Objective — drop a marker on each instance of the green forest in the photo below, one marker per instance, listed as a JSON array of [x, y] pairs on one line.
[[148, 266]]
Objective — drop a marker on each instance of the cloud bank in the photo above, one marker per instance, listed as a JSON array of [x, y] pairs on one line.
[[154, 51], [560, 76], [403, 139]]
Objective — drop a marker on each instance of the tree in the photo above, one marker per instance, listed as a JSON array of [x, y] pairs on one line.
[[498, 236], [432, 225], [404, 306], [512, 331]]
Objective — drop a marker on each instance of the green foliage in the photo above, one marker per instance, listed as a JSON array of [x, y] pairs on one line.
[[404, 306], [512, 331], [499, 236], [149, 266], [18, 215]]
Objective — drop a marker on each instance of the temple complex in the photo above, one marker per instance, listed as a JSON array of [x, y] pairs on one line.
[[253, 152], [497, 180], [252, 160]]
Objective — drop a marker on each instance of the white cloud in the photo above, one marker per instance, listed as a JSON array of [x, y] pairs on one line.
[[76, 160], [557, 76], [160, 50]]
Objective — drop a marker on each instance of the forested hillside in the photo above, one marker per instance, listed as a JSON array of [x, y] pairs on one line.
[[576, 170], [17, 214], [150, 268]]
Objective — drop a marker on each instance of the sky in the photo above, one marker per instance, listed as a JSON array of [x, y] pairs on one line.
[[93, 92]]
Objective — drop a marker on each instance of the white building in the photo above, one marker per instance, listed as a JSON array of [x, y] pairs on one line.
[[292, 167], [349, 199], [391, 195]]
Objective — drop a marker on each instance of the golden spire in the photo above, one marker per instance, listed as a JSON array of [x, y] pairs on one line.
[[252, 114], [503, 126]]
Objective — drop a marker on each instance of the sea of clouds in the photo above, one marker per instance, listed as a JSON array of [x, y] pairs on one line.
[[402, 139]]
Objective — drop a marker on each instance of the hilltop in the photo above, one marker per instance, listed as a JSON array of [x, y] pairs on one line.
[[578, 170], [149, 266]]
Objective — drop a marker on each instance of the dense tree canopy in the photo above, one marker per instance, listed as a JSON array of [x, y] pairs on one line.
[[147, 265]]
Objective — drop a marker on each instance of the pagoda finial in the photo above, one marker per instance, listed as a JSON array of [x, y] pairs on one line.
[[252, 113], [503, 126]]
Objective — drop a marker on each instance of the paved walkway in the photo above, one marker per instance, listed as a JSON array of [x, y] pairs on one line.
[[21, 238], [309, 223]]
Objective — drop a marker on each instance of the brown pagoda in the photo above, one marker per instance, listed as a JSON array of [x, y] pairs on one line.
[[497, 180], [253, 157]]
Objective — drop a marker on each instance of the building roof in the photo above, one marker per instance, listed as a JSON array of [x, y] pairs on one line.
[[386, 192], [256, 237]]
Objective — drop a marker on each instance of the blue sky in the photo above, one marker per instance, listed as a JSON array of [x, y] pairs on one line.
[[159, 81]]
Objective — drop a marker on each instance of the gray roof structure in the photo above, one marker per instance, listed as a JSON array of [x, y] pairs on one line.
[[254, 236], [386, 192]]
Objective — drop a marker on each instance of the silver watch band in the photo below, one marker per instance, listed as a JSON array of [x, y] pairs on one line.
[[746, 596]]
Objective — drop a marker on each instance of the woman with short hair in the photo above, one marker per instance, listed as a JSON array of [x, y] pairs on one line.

════

• **Job**: Can you render all the entries above as a Markdown table with the columns Row and Line, giving each line its own numbered row and leaving out blank lines?

• **Answer to this task**:
| Row | Line |
|---|---|
| 1 | Objective — drop a marker on each instance of the green forest in the photo below, one marker per instance, listed as a JSON array of [x, y] pairs on one line. |
| 2 | [[148, 266]] |
| 3 | Objective — drop a marker on each instance of the cloud bank in the photo above, one marker per instance, listed as a JSON array of [x, y] pairs on one line. |
| 4 | [[154, 51], [560, 76], [403, 139]] |
| 5 | Objective — drop a marker on each instance of the tree in the photo above, one marker per instance, listed as a JSON array of [x, y] pairs on one line. |
| 6 | [[498, 236], [432, 225], [404, 306], [512, 331]] |
| 7 | Objective — drop a marker on each instance of the green foliage in the photo above, one marker per instance, listed as a JSON array of [x, y] pairs on one line. |
| 8 | [[404, 306], [512, 331], [499, 236], [149, 266], [18, 215]] |
| 9 | Objective — drop a marker on each instance of the temple complex in the photo above, one marker per instance, listed as a JSON array of [x, y] pairs on one line. |
| 10 | [[253, 152], [497, 180], [252, 160]] |
| 11 | Objective — drop a marker on each instance of the white cloud in the photo above, one marker per instance, listed as a JSON array of [x, y] pairs on one line. |
| 12 | [[76, 160], [557, 76], [160, 50]] |
| 13 | Objective — drop a marker on each instance of the forested hillside in the photo above, one marker per instance, listed as a JSON array of [x, y] pairs on one line. |
| 14 | [[576, 170], [17, 214], [150, 268]] |
| 15 | Objective — drop a marker on each instance of the sky in the photo above, one marker per instance, listed as a JSON array of [x, y] pairs on one line. |
| 16 | [[93, 92]] |
| 17 | Objective — drop a marker on each instance of the white building in the photo above, one marker per instance, listed as a JSON array of [x, y] pairs on one line. |
| 18 | [[292, 167], [349, 199], [391, 195]] |
| 19 | Objective — drop a marker on each instance of the golden spire in the photo above, one marker per instance, listed as a JSON array of [x, y] pairs on one line. |
| 20 | [[252, 114], [503, 126]] |
| 21 | Objective — drop a marker on each instance of the sea of clouds in the photo above, one marker per instance, listed as a JSON array of [x, y] pairs on one line. |
| 22 | [[402, 139]] |
| 23 | Objective — drop a marker on each instance of the hilltop in the photo above, one marker per instance, listed as a JSON array of [x, y] pairs on one line. |
| 24 | [[578, 170], [149, 266]] |
| 25 | Objective — drop a marker on each instance of the dense tree canopy in the photo above, one marker per instance, listed as a JSON array of [x, y] pairs on one line. |
| 26 | [[147, 265]] |
| 27 | Objective — drop a marker on each instance of the pagoda finial in the photo above, one marker per instance, listed as a JSON array of [x, y] pairs on one line. |
| 28 | [[252, 113], [503, 126]] |
| 29 | Objective — drop a marker on each instance of the paved walkway in the photo above, one marker per instance, listed as a JSON array of [x, y] pairs on one line. |
| 30 | [[21, 238], [309, 223]] |
| 31 | Objective — drop a marker on each instance of the brown pagoda in the photo above, one marker per instance, listed as a JSON array of [x, y] pairs on one line. |
| 32 | [[497, 180], [253, 157]] |
| 33 | Objective — drop a marker on each instance of the building roof in the photo above, one marker per instance, listed as a JSON array of [x, y] pairs on one line. |
| 34 | [[386, 192], [256, 237]] |
| 35 | Objective — drop a marker on each instance of the blue sky in the photo above, one marker per instance, listed as a JSON array of [x, y] pairs on one line. |
| 36 | [[159, 81]] |
| 37 | Objective — drop a marker on each instance of the gray roof structure in the photo above, one marker per instance, listed as a JSON array of [x, y] pairs on one line. |
| 38 | [[254, 236], [386, 192]] |
| 39 | Objective — drop a marker on each instance of the silver watch band in the photo below, one marker per instance, listed as a JSON array of [x, y] pairs on one line. |
| 40 | [[746, 596]] |
| 41 | Objective — drop a marker on each instance of the woman with short hair in the photo above, one marker per instance, listed as a JSON array of [x, y] pairs on one line. |